◆ **Work instructions**
All of the data below should be written out exactly.

◆ **Records excerpted from a collection**

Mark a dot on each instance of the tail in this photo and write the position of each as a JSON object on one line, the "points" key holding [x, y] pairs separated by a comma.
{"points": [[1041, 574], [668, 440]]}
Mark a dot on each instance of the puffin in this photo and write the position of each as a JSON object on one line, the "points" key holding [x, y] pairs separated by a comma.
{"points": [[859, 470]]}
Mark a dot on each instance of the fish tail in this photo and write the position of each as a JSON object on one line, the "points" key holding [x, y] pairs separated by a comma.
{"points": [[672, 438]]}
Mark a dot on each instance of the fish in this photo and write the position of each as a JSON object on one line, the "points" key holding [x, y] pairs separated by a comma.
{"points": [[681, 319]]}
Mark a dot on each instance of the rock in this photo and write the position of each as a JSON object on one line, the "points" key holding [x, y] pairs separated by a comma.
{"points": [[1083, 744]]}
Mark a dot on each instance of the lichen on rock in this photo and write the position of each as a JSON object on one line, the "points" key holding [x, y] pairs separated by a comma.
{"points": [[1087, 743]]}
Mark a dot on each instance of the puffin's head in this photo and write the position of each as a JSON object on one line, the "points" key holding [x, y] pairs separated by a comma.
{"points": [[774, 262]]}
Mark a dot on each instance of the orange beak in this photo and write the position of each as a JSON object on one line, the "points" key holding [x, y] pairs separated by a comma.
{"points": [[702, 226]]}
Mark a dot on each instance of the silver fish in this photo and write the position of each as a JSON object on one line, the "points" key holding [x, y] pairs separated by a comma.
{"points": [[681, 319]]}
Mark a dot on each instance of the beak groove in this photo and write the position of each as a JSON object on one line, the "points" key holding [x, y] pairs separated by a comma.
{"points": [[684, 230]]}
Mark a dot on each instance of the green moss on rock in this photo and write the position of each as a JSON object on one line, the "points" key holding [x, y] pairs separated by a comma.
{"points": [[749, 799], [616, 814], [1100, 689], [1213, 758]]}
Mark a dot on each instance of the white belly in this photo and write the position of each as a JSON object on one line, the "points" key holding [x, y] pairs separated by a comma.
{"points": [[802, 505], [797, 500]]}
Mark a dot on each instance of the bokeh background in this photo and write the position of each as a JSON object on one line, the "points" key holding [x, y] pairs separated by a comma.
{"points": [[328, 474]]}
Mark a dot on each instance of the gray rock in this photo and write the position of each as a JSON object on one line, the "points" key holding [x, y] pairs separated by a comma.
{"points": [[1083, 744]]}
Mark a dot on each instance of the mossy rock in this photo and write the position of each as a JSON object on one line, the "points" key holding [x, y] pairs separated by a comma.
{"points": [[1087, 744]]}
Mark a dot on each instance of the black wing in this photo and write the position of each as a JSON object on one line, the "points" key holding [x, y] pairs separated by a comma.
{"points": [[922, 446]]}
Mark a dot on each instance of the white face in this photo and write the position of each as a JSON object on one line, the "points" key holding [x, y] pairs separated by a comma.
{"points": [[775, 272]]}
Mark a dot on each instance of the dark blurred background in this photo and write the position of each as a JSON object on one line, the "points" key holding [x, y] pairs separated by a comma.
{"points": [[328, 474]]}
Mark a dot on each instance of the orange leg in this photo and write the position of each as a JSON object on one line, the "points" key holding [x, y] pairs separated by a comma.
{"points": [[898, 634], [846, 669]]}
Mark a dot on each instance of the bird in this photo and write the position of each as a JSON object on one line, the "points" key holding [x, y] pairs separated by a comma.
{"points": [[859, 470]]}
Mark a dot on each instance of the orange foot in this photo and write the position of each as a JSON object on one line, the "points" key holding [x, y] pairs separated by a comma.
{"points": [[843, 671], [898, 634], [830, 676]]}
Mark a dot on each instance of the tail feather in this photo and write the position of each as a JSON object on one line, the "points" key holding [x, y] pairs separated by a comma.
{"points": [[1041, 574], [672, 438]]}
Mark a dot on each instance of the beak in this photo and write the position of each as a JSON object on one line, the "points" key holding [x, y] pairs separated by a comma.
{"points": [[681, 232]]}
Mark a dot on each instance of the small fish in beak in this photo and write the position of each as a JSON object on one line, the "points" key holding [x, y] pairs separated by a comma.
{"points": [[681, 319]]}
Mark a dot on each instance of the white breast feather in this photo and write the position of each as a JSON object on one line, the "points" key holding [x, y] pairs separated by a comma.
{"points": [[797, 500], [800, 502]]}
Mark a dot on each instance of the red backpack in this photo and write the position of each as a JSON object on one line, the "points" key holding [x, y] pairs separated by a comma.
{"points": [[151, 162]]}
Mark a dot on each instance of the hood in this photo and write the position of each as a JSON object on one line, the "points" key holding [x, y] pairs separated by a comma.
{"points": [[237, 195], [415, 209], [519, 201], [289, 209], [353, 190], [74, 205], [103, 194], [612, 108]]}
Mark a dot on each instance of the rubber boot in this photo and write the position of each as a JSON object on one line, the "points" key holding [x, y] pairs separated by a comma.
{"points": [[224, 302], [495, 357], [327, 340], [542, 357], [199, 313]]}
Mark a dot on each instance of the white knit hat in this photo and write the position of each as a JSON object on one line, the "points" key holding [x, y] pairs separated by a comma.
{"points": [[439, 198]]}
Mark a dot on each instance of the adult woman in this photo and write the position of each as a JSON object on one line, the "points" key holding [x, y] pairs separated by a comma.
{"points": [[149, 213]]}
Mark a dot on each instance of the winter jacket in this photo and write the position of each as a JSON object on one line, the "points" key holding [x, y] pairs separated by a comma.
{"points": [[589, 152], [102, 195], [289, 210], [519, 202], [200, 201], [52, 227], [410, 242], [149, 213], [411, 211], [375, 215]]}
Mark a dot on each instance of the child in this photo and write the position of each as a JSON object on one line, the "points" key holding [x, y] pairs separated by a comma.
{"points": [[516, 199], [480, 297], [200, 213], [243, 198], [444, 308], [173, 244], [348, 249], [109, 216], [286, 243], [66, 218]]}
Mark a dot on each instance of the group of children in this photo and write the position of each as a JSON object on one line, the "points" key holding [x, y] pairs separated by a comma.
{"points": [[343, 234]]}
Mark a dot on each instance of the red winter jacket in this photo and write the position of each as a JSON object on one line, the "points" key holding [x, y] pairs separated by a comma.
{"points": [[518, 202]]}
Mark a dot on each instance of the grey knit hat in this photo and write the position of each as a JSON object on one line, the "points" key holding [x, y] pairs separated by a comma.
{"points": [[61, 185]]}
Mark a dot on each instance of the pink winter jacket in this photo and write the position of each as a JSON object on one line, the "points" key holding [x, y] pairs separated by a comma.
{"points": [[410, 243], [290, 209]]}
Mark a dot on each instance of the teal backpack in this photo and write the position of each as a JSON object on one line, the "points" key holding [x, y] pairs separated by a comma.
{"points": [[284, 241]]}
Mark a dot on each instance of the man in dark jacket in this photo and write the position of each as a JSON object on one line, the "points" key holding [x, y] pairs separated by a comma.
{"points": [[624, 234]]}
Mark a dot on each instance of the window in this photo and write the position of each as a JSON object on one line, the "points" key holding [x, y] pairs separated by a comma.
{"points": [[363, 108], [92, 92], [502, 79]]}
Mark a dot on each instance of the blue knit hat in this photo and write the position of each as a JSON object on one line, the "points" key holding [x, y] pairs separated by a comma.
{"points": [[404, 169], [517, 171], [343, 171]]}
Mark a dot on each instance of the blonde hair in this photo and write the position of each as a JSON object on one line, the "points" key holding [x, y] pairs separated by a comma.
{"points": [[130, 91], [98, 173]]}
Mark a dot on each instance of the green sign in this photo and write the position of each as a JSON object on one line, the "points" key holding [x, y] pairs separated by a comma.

◆ **In response**
Mark a dot on each instance of the tail in this photo and write the position of each as a JSON object on one line, the "points" key holding [x, y] pairs separated by a comma.
{"points": [[1041, 574], [668, 440]]}
Mark a dot on each instance of the puffin in this photo and write the position of each as a JSON object on one line, the "points" key holding [x, y] pairs separated by a comma.
{"points": [[859, 470]]}
Mark a dot on each instance of the fish tail in this photo and write the position of each as a JSON object on one line, the "points" key holding [x, y] pairs separated by a comma.
{"points": [[672, 438]]}
Mark a dot on each instance of the fish in this photo and write the position of each as a JSON object on one line, the "points" key holding [x, y] pairs separated by a comma.
{"points": [[681, 319]]}
Mark a dot on each instance of the rock in this photo and write the position of each as a JSON object on one line, the "points" key holding [x, y] pairs separated by a comma.
{"points": [[1083, 744]]}
Mark a dot on each instance of the lichen on rock in this photo and write the position of each as a JSON object on one line, the "points" key holding [x, y] pairs separated by a comma.
{"points": [[1087, 743]]}
Mark a dot on each instance of the puffin's head in this photo and write the position of each as a JSON object on one line, the "points" key holding [x, y] pairs separated by a comma.
{"points": [[774, 262]]}
Mark a dot on each instance of the orange beak in this photo and write the position of each as a JSON object on one line, the "points" key holding [x, y] pairs separated by a comma.
{"points": [[702, 226]]}
Mark a dot on each instance of the silver fish in this photo and write the position of each as a JSON object on one line, the "points" key holding [x, y] pairs separated by a comma.
{"points": [[681, 319]]}
Mark a dot on each instance of the beak groove in this photo and write the position of each as a JSON object on one line, the "points" key holding [x, y] pairs separated by a comma.
{"points": [[684, 230]]}
Mark a dot on each instance of the green moss on rock in this photo and write the position of each as a JSON object on one line, the "points" key holding [x, y] pairs separated by a comma.
{"points": [[749, 799], [616, 814], [1100, 689], [1213, 758]]}
Mark a dot on each instance of the white belly in this photo and write the position of each as a JSON object on one line, the "points" key holding [x, y] pairs separated by a comma.
{"points": [[802, 505], [797, 500]]}
Mark a dot on each instance of the bokeh background in this photo and write the position of each as a JSON object on one line, the "points" key holding [x, y] pairs separated by a comma.
{"points": [[328, 474]]}
Mark a dot on each instance of the gray rock in this photo and write the position of each as a JSON object on one line, the "points" key holding [x, y] pairs separated by a comma.
{"points": [[1083, 744]]}
Mark a dot on each instance of the mossy rock in this photo and write the position of each as a JSON object on one line, the "points" key holding [x, y] pairs separated by a comma.
{"points": [[1087, 744]]}
Mark a dot on each instance of the black wing in this photo and write the position of each as a JSON object on one line, the "points" key holding [x, y] pairs separated by a comma.
{"points": [[922, 446]]}
Mark a dot on each instance of the white face in this photo and write the position of each as a JSON object on one line, the "points" key holding [x, y] pairs separated by a comma.
{"points": [[775, 272]]}
Mark a dot on each instance of the dark blurred background in this photo and write the position of each as a JSON object on one line, the "points" key holding [x, y] pairs separated by a comma.
{"points": [[328, 474]]}
Mark a dot on each instance of the orange leg in this photo and write the position of each as a JSON object on one line, the "points" key holding [x, y] pairs separated by a comma.
{"points": [[898, 634], [846, 669]]}
Mark a dot on each instance of the bird in this photo and write the position of each as a JSON object on one line, the "points" key holding [x, y] pairs separated by a comma.
{"points": [[859, 470]]}
Mark a dot on each instance of the orange foot in this photo and write the position of each as a JSON object on one line, the "points" key holding [x, y] pairs separated by a comma.
{"points": [[843, 671], [898, 634], [830, 676]]}
Mark a dot on each instance of the tail feather in this photo and write the position of each as a JSON object on one line, the "points" key holding [x, y] pairs separated by a comma.
{"points": [[1041, 574], [672, 438]]}
Mark a dot on each instance of the beak in this photo and write the position of each as a JSON object on one line, the "points" key holding [x, y] pairs separated by a comma.
{"points": [[681, 232]]}
Mark a dot on each instance of the small fish in beak in this photo and write the position of each as a JSON object on one line, the "points" key holding [x, y] pairs separated by a comma.
{"points": [[681, 319]]}
Mark a dot on each instance of the white breast feather in this photo and write the position of each as a JSON object on one line, the "points" key holding [x, y] pairs separated by a comma.
{"points": [[797, 500], [800, 502]]}
Mark a dot on each instance of the red backpack in this photo and write the position of each as a JSON object on one line, the "points" key holding [x, y] pairs separated by a comma.
{"points": [[151, 162]]}
Mark a dot on each instance of the hood in this photo and write the position of each as a JSON object on one line, the "points" key holding [x, y] pairs separated by a comma.
{"points": [[237, 195], [415, 209], [519, 201], [289, 209], [353, 190], [74, 205], [103, 194], [612, 108]]}
Mark a dot on each instance of the rubber boot in this photo and write the position of each as a JSON object on one line, the "points" key holding [x, y] pairs separated by a comma.
{"points": [[224, 302], [495, 357], [327, 340], [542, 357], [199, 313]]}
Mark a dot on each instance of the white knit hat in this photo and write the position of each as a JSON object on one line, the "points" key holding [x, y] pairs separated by a comma.
{"points": [[439, 198]]}
Mark a dot on each instance of the adult woman in this photo and write the position of each as a JSON object on one line, the "points" key holding [x, y] pairs separated by a comma.
{"points": [[149, 213]]}
Mark a dot on each instance of the winter jacket in this photo and write the position of each as a JSON object on one line, the "points" key holding [x, y] pairs separated by a comma.
{"points": [[589, 152], [102, 195], [289, 210], [519, 202], [200, 201], [52, 227], [410, 242], [149, 213], [411, 211], [375, 215]]}
Mark a dot on each instance of the child in this photo and write the position of each as a JSON object on one line, the "points" key holding [x, y] pairs separated by a comma.
{"points": [[516, 199], [480, 297], [200, 213], [243, 198], [444, 308], [173, 244], [348, 249], [109, 216], [286, 243], [66, 218]]}
Mark a dot on each instance of the group of children in this photo and write the position of each as a JSON object on one line, the "points" key holding [x, y] pairs separated by a comma.
{"points": [[343, 234]]}
Mark a dot on each instance of the red winter jacket in this photo and write the position of each as a JSON object on one line, the "points" key holding [x, y] pairs separated by a comma.
{"points": [[518, 202]]}
Mark a dot on each instance of the grey knit hat in this photo and write the position of each as a JSON object on one line, the "points" key holding [x, y] pairs separated by a comma.
{"points": [[61, 185]]}
Mark a dot on each instance of the pink winter jacket in this photo and write the position of each as a JSON object on one line, the "points" key holding [x, y] pairs separated by a comma.
{"points": [[410, 243], [290, 209]]}
Mark a dot on each instance of the teal backpack in this photo and write the position of each as a JSON object on one line, the "points" key holding [x, y] pairs separated by a comma.
{"points": [[284, 241]]}
Mark a dot on each instance of the man in dark jacket in this photo and write the position of each as a JSON object on one line, the "points" key holding [x, y] pairs separated by a comma.
{"points": [[624, 234]]}
Mark a dot on each instance of the window in this photo and write the position of each as a JSON object on one line, the "points" key holding [x, y] pairs separated by a comma.
{"points": [[363, 108], [92, 92], [502, 79]]}
Mark a dot on each instance of the blue knit hat in this photo and write the position of each as a JSON object on one line, the "points" key holding [x, y] pairs separated by a comma.
{"points": [[404, 169], [517, 171], [343, 171]]}
Mark a dot on each instance of the blonde hair in this photo and write the position of each as a JSON object on one line, the "points" key holding [x, y] pairs separated by a comma.
{"points": [[130, 91], [98, 173]]}
Mark a dot on each instance of the green sign in this photo and write the position of each as a JSON object on one line, the "points" key holding [x, y] pairs separated by a comma.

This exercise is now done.